------ Texte extrait

Comme tout athlète de haut niveau, la plupart des danseurs ont une carrière courte. Marie-Gabrielle Ménard est passée par cette période de transition en 2015, non sans difficultés parfois. Elle s’est alors découvert une nouvelle passion : la radio. En 2016, son premier amour la rattrape et c’est une danseuse plus mature qui est retournée sur scène à La Biennale de Venise en juin, puis à Bruxelles et Toronto en août.
Par Mathilde ERRARD
Elle arrive à la terrasse d’un bar du centre-ville de Winnipeg, vêtue d’une longue robe ample, lunettes de soleil sur le nez. Avec un petit sourire, elle lance : « Je n’ai plus de jus de cerveau. J’étais en onde pendant deux heures. »
Cet été en effet, Marie- Gabrielle Ménard a remplacé Martine Bordeleau aux rênes de l’émission L’Actuel, sur Radio-Canada Manitoba. La trentenaire est reporter aux arts pour Radio- Canada à Winnipeg depuis juin 2018.

------------
------ Données extraites

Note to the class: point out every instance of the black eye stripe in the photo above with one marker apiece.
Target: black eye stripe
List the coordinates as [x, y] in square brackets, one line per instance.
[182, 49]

------------
------ Données extraites

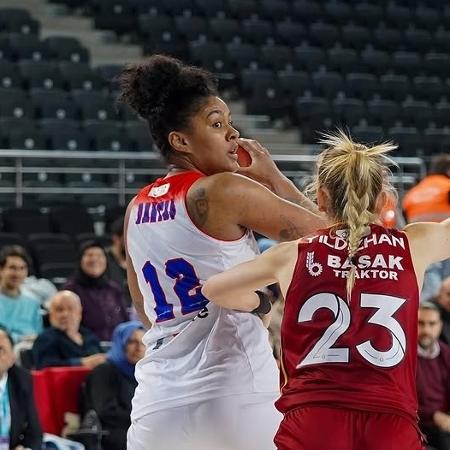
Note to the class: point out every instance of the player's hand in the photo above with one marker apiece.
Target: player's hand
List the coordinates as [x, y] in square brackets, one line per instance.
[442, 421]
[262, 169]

------------

Répondez à ces questions d'après le texte sur Marie-Gabrielle Ménard :
1. En quelle année a-t-elle traversé sa période de transition ?
2. Quelle émission a-t-elle animée cet été à la place de Martine Bordeleau ?
3. Depuis quand est-elle reporter aux arts pour Radio-Canada à Winnipeg ?

- [Corrigé]
1. En 2015.
2. L'Actuel, sur Radio-Canada Manitoba.
3. Depuis juin 2018.